_Material shown_

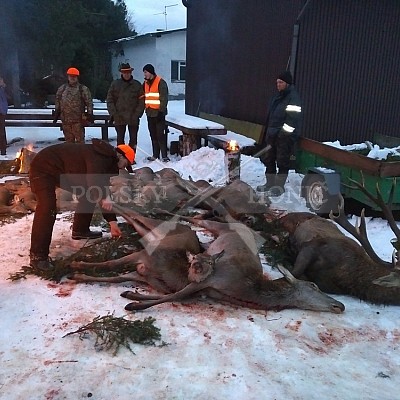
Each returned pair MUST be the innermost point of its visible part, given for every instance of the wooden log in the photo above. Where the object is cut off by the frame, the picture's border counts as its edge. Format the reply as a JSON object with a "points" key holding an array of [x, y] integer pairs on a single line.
{"points": [[26, 158], [189, 144]]}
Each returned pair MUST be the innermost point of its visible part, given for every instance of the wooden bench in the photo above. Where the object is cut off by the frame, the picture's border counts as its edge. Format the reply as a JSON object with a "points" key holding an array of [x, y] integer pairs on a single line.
{"points": [[193, 130], [44, 118]]}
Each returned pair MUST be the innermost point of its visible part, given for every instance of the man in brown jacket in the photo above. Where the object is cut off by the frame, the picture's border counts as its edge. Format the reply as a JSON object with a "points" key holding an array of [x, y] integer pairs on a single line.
{"points": [[83, 169], [125, 103]]}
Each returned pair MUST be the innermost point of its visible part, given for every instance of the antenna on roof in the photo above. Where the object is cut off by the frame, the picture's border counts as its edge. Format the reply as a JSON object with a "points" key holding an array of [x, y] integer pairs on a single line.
{"points": [[165, 13]]}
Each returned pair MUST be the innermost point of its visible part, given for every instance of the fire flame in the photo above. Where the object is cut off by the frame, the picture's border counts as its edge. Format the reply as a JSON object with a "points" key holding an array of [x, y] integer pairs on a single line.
{"points": [[232, 145]]}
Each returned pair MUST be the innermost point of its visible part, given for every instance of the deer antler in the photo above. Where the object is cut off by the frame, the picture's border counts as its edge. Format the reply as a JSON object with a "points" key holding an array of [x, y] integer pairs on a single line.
{"points": [[359, 231]]}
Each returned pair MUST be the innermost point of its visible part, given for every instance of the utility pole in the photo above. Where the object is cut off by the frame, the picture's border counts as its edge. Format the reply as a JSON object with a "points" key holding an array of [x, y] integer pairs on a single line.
{"points": [[165, 13]]}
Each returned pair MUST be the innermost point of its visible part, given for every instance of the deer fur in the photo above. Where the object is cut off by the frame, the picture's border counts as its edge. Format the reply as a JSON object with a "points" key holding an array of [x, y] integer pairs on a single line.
{"points": [[334, 261], [229, 271]]}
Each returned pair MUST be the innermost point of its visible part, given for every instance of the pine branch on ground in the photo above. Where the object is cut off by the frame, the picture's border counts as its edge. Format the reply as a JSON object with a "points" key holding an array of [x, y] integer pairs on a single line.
{"points": [[113, 332]]}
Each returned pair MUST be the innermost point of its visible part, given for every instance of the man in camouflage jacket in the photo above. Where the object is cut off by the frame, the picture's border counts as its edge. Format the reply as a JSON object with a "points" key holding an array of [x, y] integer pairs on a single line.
{"points": [[74, 107], [125, 103]]}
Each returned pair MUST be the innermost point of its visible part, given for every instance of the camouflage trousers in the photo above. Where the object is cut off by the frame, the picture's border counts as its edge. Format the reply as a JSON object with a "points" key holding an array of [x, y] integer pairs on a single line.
{"points": [[74, 132]]}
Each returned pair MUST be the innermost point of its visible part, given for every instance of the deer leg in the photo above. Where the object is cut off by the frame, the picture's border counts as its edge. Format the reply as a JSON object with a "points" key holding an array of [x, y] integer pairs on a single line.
{"points": [[131, 276], [140, 297], [182, 294], [129, 259]]}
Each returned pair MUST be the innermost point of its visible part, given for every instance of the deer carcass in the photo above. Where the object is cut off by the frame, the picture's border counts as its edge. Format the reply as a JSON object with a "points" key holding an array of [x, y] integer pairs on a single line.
{"points": [[237, 277], [335, 262], [162, 263]]}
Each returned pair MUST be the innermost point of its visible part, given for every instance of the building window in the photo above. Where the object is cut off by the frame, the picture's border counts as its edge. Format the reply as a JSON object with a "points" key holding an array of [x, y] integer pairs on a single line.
{"points": [[178, 71]]}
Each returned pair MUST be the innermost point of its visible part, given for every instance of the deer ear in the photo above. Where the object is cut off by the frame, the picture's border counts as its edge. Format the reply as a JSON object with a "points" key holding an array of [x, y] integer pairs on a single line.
{"points": [[189, 256], [217, 256], [288, 276]]}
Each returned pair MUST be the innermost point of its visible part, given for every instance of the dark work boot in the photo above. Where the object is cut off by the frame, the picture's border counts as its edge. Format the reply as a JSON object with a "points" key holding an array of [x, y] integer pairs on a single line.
{"points": [[86, 235], [41, 263]]}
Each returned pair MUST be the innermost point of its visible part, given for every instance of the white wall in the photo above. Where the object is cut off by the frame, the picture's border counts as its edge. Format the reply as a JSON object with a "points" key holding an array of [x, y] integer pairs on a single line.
{"points": [[157, 50]]}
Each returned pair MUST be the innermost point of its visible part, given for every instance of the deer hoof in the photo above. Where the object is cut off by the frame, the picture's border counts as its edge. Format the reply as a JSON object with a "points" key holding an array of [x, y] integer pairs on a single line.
{"points": [[127, 294]]}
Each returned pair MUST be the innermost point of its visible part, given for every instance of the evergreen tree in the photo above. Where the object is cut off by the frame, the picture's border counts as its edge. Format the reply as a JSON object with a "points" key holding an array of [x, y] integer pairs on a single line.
{"points": [[45, 37]]}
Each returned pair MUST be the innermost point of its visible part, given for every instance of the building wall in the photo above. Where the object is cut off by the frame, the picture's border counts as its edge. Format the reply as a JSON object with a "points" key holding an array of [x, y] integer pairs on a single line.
{"points": [[345, 68], [235, 50], [157, 49]]}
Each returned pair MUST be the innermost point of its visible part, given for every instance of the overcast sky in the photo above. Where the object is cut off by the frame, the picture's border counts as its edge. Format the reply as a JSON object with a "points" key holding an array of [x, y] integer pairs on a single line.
{"points": [[149, 15]]}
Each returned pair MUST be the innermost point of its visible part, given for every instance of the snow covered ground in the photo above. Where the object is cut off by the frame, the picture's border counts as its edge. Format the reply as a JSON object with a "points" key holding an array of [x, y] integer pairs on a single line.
{"points": [[215, 351]]}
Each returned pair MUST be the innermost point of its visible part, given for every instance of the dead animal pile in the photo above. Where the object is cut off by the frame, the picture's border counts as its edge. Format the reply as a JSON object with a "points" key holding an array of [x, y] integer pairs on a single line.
{"points": [[228, 271], [145, 191], [337, 263]]}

_Task to complete_
Exact copies of all the entries, without any pictures, are what the answer must contain.

_Output below_
Each returned pair MUST be the innermost point of its visible part, given for every instance of the wooden log in the photo above. Where the object is cut off by the frame, the picture's border counts as its edge. Format the reply as a JSON object with a "points" key holding an array of [x, y] integer pairs on a single line.
{"points": [[26, 158], [189, 144]]}
Each returned pair MUST be the innermost point of its visible part, given for every instance of the wooden bench in the photo above. Where the object is cut off by the frame, the picture's border counts as its edge. Format the reply as a JSON object with a "points" key holding an array of [x, y] integer pairs on a single line.
{"points": [[193, 130], [44, 118]]}
Each returned pair MUST be the innermost point of its visible part, given for every instance of the man in brown jacket in the photo above. Where the object is cut off by the frame, the picture's border counts as its edge. Format the reply as a JSON object with a "points" key holding an array of [x, y] integer pairs on a single line.
{"points": [[83, 169], [125, 103]]}
Each returned pair MUST be the innermost point of its visible part, given for every instance of the antenna on roof in the photo above. Where the object is cut off by the frame, the picture's border counts as its edge. Format the reply as a JSON object with a "points" key holding an array of [x, y] integer pairs on a single line.
{"points": [[165, 13]]}
Each returned pair MUST be the innermost point of its visible part, given for every instance of the fire flame in the photo above. Where the object is cut off by the frame, the picture's border counts as its edge. Format the reply as a JSON object with a "points" key holding an array of [x, y] integer pairs on a single line.
{"points": [[232, 145]]}
Each returned pair MUST be the innermost point of its visible part, given for every instance of the deer antler in the photo above. Where the object is cut off by the frame, the picture's border counts as its edge. Format the reply as a JSON object with a "points" key holding an array of [x, y] integer pairs on a single line.
{"points": [[359, 231]]}
Each returned pair MUST be the innermost point of its visible part, given for every instance of the utility pole in the photo above. Where the object is cut off by the frame, the picture's border counts as its edge. Format the reply as a JSON object with a "points" key holding an array of [x, y] integer pairs on a single line.
{"points": [[165, 13]]}
Each returned pair MUST be the innermost point of its visible part, given for every instance of the deer fur in the photo above. Where the object is cut off by the frame, the picture's border counts as its edge. Format the reply as a JSON object with a "points" key holding an array of [x, y] integer pairs on a single line.
{"points": [[334, 261], [229, 271]]}
Each returned pair MUST be the innermost point of its visible part, given for every instance of the pine branch on ground in the photo above. Where the object is cut off by the frame, the picture's border counts as its edge. Format the reply as a JSON object with a "points" key holding an array of [x, y] integer pairs on a single line.
{"points": [[113, 332]]}
Each returned pair MUST be the innermost point of its visible part, given for every instance of the man in camouflage jacket in the photo above. Where the object is cut off by the frame, the picture's border counts as its edge. Format the reply as a JSON object with a "points" key holding an array of [x, y] integer pairs on a single line.
{"points": [[74, 107], [125, 103]]}
Each returned pair MUST be the innermost point of its visible part, given for every instance of the camouflage trousers in the photo above. Where the object is cut off by the frame, the picture's border counts as its edge. Format the reply as a JSON object with a "points" key holding an array of [x, y] integer pairs on a single line.
{"points": [[74, 132]]}
Each returned pair MUST be the innermost point of its visible part, given for every instance of the deer leg in the photo above. Where the object is cut off by the frame, the picture's border counts as its edge. Format the reply as a JSON object with a "points" key holding an array of [x, y] integer pairs on a single line.
{"points": [[131, 276], [140, 297], [182, 294], [129, 259]]}
Each returned pair MUST be the innermost point of its visible part, given for every instance of the deer carcass in the photo above. Where the object is cut off by the frame, the picture's border counts as its edge. Format the reply as a JSON object with a "points" key holding an array of [x, y] integer pairs on a single line.
{"points": [[237, 277], [335, 262], [162, 263]]}
Each returned pair MUST be the innermost point of its visible part, given for every instance of the building window in the photo above. Where the object is cut off by the frame, the picture's border counts as its edge. Format the reply as a JSON object with a "points" key holding an array of [x, y] integer pairs on a single line.
{"points": [[178, 71]]}
Each returned pair MUST be the innermost point of its visible part, given for every instance of the deer ear in the photo above. Where the object is cut off by the frame, the picture's border counts as its edge. Format the reply as a JSON object with a "points" key holding an array of [x, y] integer pairs on a single line.
{"points": [[189, 256], [217, 256], [288, 276]]}
Each returned pair MUST be the innermost point of its visible part, given for every instance of the dark work boot in the photo above. Where the object is cut off by the frame, the picture's border counts as its edge. Format the reply as a JSON object with a "points" key holding an array of [x, y] integer pairs on a single line.
{"points": [[86, 235], [41, 263]]}
Each returned pair MUST be the innermost point of its visible part, given for every instance of the white wall in the photo above. Where the object is cut off by the frame, the picture's border counts as its edge. Format the reply as a JSON object with a "points" key holding an array of [x, y] integer pairs on a single line.
{"points": [[157, 50]]}
Each returned pair MUST be the innermost point of its visible part, given for every instance of the deer hoof in the photo above. Where the object is cut off by the frame, the picture's border counts as its edge. Format the reply as a JSON object with a "points" key holding an array of [x, y] integer pairs on a single line.
{"points": [[127, 294]]}
Each returned pair MUST be the innermost point of its visible part, given for every instance of the evergreen tree in the photo above. Where the object is cut off by the frame, the picture's border counts as its edge. Format the reply as a JSON object with a "points" key holding an array of [x, y] integer pairs on a single line.
{"points": [[45, 37]]}
Each returned pair MUST be the innermost point of its visible part, given for every instance of the building wall in the photo above. Where the object is cut off by the frame, the picture's border counts as its edge. Format the reply as a JSON object with a "points" key holding an array of [x, y] integer pairs on a single line.
{"points": [[345, 68], [235, 50], [157, 49]]}
Each returned pair MUST be the innermost point of its visible part, given for every instance of the overcast sky in the photo above. Where the object is cut off by the frame, the picture's border counts as its edge. Format the reply as a JSON object with a "points" key holding an array of [x, y] integer pairs on a single line.
{"points": [[149, 15]]}
Each returned pair MUST be the innermost point of its visible part, given for every instance of the snow covered ground in the photo above. Where the object is cut off by the frame, the picture's border counts as its edge. Format the reply as a JSON object with a "points" key holding an array of [x, y] integer pairs on a single line.
{"points": [[215, 351]]}
Each returned pair MUST be the innermost point of its visible part, given for every instance of the dead animal pile in the photo above. Where the object is cut off by the frame, the picture's border counts as its edge. Format the reply as a JSON object with a "points" key holding an array of [x, y] integer pairs on a single line.
{"points": [[228, 271], [145, 191], [337, 263]]}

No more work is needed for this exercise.